Items from a dataset:
○ ○ ○ ○ ○ ○ ○

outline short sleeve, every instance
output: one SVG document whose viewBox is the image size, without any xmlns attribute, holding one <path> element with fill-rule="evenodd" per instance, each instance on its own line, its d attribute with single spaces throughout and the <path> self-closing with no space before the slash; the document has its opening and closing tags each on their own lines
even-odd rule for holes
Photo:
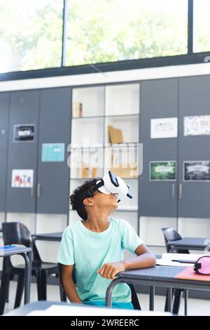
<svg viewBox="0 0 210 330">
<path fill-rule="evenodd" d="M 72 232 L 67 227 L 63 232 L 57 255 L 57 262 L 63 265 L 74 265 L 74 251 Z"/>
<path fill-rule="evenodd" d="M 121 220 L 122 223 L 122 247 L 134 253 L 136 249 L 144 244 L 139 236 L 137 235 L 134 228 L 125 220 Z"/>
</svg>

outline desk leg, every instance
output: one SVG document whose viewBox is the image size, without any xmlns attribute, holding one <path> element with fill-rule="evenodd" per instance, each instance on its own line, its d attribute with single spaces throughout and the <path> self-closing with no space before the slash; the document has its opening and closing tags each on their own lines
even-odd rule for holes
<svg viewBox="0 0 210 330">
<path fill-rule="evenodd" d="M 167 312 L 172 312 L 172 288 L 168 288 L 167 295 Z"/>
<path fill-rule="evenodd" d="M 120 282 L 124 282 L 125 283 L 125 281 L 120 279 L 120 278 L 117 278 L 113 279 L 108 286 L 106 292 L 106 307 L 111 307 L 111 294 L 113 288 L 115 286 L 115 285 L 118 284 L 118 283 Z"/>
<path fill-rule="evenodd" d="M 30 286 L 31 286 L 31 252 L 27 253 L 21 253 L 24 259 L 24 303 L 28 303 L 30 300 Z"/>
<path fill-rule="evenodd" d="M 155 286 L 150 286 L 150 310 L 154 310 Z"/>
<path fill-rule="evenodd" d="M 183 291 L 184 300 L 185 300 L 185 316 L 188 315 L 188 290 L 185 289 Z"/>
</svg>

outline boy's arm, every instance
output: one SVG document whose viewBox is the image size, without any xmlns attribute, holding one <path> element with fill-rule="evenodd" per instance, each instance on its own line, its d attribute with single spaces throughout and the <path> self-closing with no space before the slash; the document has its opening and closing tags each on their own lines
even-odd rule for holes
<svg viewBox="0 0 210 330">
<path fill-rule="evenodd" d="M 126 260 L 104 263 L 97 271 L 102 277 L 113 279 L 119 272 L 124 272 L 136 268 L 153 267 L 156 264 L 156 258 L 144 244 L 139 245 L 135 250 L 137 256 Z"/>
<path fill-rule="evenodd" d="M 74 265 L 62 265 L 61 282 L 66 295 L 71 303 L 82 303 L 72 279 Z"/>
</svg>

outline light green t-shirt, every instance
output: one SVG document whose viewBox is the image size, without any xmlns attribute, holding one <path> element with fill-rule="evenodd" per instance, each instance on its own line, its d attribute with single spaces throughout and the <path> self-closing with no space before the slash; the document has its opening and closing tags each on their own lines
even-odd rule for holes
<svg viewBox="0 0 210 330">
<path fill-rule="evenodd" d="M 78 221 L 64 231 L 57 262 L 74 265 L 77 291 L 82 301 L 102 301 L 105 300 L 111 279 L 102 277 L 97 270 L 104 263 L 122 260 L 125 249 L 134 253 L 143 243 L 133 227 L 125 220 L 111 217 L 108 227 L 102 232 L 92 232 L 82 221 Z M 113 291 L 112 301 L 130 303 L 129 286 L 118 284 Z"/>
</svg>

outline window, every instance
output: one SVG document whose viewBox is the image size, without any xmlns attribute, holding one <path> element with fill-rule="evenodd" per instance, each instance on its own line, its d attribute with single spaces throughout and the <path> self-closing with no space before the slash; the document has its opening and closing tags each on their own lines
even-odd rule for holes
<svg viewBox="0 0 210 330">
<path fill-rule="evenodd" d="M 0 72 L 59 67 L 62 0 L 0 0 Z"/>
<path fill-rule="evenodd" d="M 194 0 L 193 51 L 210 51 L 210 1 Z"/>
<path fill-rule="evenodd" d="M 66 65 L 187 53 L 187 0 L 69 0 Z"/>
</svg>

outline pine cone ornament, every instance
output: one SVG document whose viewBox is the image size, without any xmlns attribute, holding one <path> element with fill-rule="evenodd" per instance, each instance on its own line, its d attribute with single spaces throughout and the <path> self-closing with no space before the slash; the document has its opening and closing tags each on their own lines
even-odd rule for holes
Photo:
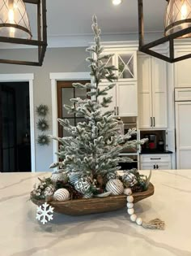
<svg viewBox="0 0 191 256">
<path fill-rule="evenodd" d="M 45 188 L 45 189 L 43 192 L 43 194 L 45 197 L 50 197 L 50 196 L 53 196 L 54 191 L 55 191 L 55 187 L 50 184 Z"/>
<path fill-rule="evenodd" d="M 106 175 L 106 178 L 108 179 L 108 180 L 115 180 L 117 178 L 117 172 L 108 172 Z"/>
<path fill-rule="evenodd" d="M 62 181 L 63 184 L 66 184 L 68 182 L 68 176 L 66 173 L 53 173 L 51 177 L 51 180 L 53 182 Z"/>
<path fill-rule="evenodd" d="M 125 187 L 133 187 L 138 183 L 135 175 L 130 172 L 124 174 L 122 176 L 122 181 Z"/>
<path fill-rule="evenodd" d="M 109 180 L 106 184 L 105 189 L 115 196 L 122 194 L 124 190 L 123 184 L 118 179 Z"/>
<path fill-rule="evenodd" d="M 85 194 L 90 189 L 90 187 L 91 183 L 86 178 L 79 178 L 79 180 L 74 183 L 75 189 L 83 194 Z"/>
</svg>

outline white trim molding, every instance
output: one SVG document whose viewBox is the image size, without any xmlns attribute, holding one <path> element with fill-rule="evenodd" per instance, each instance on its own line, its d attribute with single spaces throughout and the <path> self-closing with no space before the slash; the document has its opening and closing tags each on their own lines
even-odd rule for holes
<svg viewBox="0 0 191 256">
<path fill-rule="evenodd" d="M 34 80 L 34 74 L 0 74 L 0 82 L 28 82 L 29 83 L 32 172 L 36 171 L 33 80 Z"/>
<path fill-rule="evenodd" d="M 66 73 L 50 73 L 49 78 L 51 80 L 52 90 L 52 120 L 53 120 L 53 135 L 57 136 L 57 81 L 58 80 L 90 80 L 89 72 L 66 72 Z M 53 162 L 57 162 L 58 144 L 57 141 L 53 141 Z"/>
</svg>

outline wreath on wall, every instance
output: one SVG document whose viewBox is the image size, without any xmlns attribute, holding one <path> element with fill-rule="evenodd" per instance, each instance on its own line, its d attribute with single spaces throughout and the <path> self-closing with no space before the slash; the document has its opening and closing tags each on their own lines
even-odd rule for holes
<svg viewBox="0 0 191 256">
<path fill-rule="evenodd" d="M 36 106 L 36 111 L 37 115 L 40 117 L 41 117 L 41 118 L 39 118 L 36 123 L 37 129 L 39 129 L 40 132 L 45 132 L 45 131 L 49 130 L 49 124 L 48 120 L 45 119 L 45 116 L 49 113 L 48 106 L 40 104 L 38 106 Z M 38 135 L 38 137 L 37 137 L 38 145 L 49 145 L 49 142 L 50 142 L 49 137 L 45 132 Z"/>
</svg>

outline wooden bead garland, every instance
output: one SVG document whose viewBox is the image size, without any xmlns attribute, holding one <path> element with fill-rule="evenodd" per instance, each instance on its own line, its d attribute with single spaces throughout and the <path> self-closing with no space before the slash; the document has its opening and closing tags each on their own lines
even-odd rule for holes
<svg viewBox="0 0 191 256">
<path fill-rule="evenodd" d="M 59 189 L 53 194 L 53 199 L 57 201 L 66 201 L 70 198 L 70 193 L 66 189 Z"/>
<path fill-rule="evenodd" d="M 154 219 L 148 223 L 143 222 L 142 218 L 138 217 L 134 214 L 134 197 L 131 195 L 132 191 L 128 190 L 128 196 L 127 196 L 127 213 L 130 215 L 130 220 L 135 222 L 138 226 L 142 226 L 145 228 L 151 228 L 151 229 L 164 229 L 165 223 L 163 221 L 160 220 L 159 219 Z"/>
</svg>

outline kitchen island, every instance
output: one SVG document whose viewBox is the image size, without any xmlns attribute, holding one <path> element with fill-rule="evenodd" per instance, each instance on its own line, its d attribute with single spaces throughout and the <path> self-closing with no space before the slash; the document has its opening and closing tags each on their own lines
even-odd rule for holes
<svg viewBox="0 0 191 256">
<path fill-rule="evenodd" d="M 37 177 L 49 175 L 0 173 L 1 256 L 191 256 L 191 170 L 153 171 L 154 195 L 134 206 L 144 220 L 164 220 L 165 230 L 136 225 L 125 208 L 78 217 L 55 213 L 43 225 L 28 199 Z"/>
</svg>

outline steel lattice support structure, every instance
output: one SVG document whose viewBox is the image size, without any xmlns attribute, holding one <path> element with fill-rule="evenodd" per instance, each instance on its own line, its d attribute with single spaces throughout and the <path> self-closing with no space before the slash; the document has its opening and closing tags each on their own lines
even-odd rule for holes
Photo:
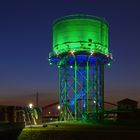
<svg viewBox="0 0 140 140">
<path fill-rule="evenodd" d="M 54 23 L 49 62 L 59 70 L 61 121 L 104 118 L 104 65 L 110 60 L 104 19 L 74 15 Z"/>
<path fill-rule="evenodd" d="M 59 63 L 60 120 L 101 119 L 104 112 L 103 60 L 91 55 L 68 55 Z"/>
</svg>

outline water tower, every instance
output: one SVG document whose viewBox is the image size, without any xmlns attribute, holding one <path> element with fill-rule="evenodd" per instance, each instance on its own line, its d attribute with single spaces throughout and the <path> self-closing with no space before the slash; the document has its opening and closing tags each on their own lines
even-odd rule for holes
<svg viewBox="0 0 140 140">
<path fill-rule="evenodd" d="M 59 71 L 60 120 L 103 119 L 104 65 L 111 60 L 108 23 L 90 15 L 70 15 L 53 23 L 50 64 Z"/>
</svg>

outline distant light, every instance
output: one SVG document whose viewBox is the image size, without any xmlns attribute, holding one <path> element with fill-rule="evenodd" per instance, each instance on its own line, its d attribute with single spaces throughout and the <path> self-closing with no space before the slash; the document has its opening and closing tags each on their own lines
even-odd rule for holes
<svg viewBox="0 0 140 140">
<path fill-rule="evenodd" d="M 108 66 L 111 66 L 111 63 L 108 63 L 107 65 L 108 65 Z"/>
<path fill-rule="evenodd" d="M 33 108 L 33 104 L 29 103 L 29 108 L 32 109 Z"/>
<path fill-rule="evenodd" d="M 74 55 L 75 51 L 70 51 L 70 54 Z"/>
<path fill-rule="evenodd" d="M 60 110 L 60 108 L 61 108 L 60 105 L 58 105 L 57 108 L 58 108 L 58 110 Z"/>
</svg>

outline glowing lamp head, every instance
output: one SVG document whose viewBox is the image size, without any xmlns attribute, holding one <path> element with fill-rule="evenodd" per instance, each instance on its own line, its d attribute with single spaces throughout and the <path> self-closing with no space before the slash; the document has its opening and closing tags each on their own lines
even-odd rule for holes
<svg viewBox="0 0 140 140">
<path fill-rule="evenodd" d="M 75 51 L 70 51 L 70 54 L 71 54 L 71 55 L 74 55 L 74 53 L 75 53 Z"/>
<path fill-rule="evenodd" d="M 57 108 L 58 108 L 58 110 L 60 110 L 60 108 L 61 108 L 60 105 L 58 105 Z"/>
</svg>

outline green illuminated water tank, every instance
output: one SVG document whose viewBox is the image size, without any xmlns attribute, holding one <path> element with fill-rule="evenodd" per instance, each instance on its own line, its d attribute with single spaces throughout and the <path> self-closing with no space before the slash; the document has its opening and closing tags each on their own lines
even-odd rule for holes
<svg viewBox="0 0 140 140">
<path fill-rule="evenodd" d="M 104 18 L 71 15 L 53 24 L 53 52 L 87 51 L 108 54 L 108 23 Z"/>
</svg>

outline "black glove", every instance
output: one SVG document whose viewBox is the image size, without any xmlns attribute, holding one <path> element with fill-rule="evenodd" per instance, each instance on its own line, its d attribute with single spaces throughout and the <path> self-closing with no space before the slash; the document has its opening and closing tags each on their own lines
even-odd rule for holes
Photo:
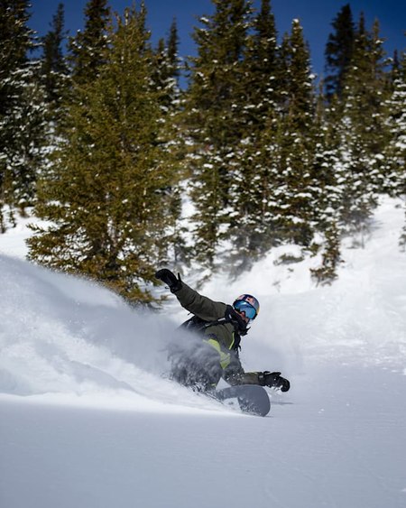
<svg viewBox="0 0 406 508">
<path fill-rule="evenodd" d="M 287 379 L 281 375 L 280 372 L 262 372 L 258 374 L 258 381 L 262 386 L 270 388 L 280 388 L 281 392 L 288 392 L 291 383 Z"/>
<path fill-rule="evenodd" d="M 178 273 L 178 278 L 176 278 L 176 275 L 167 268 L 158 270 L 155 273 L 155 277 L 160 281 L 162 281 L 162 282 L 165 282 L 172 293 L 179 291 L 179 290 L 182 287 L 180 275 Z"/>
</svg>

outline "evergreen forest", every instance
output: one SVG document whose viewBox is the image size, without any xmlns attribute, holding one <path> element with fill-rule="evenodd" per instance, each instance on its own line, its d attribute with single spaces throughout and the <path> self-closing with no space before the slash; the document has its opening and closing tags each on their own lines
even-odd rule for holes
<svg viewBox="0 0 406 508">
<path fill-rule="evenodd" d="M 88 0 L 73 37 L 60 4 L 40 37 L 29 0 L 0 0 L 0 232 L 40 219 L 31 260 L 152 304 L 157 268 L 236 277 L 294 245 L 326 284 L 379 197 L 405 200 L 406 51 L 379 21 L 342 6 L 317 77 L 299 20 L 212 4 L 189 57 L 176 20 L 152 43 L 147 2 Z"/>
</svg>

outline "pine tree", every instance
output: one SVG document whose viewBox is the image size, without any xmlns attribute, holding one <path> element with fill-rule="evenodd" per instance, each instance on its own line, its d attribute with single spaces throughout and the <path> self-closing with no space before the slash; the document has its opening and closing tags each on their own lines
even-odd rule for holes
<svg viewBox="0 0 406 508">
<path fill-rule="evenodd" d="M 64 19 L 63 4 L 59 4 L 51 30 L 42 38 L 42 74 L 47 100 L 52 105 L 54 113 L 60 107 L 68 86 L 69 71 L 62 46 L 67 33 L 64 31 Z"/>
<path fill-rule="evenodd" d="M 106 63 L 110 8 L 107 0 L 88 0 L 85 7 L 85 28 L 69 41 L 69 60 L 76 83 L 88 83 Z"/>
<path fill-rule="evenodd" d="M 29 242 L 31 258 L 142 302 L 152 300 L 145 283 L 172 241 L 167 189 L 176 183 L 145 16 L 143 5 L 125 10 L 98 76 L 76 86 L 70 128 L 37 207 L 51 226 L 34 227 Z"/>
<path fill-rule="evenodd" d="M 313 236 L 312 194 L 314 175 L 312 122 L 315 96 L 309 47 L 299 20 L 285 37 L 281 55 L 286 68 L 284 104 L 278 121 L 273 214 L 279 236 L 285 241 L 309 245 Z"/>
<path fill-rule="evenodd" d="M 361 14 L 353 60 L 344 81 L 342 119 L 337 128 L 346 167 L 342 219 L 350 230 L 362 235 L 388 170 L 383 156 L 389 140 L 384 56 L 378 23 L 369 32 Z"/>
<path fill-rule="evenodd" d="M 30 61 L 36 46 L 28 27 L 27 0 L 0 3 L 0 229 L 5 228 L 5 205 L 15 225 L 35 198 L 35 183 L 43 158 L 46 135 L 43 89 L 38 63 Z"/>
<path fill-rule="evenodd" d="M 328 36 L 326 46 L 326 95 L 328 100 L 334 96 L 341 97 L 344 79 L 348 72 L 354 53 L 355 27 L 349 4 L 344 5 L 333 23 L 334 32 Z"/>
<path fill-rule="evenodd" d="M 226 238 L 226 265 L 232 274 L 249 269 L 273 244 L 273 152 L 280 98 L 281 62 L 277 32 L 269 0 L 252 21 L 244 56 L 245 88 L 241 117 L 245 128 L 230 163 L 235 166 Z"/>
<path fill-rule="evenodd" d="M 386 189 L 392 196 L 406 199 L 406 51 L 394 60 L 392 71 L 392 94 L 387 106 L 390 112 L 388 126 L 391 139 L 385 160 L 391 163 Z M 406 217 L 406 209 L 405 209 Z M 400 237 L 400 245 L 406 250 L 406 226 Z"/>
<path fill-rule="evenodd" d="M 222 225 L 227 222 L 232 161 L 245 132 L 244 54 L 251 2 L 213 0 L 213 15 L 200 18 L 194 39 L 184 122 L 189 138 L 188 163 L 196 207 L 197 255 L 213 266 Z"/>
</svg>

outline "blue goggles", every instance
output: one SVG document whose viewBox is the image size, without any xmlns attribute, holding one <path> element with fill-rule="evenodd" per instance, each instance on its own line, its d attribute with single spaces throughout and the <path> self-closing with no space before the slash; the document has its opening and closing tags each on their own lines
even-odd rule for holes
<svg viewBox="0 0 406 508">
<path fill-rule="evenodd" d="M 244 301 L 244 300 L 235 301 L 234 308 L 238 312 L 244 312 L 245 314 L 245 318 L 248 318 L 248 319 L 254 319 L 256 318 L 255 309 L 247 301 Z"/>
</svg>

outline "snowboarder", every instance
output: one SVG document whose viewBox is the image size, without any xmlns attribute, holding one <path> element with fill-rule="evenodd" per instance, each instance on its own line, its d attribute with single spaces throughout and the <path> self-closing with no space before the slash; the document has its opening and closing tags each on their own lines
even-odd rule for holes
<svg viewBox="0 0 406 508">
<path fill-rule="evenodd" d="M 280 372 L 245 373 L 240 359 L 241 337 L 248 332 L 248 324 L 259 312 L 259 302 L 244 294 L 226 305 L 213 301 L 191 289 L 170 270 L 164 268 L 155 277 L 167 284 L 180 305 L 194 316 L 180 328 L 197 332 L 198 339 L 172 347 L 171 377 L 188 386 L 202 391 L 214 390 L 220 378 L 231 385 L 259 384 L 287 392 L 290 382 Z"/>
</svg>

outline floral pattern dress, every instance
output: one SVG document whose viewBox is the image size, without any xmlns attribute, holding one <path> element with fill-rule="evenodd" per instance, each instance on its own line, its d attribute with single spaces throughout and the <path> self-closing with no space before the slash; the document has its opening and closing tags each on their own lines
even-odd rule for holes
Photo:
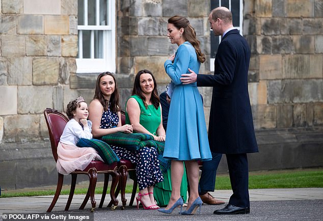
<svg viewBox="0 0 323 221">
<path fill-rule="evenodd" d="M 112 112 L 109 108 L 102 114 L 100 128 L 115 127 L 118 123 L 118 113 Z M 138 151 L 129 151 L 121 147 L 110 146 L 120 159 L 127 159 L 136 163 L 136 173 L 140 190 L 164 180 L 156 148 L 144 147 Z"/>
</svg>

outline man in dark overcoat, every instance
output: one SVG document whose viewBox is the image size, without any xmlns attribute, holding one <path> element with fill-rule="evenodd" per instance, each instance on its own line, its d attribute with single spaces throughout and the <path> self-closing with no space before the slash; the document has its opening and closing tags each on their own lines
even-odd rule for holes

○ ○ ○ ○ ○ ○ ○

#### Work to do
Rewrite everything from the line containing "outline distant light, every instance" down to the line containing "74 55 L 75 51", replacing "distant light" with "street lamp" and leaving the rest unchanged.

#### Answer to the problem
outline street lamp, every instance
output: one SVG document whose viewBox is the image size, without any xmlns attribute, holding one <path> element with fill-rule="evenodd" per instance, each instance on its own line, its d attribute with single spaces throughout and the <path> self-closing with no space before the slash; the document has its opening and closing tags each on their own lines
even-odd rule for holes
<svg viewBox="0 0 140 140">
<path fill-rule="evenodd" d="M 108 66 L 111 66 L 111 63 L 108 63 L 107 65 L 108 65 Z"/>
<path fill-rule="evenodd" d="M 33 108 L 33 104 L 29 103 L 29 108 L 32 109 Z"/>
<path fill-rule="evenodd" d="M 74 55 L 75 51 L 70 51 L 70 54 Z"/>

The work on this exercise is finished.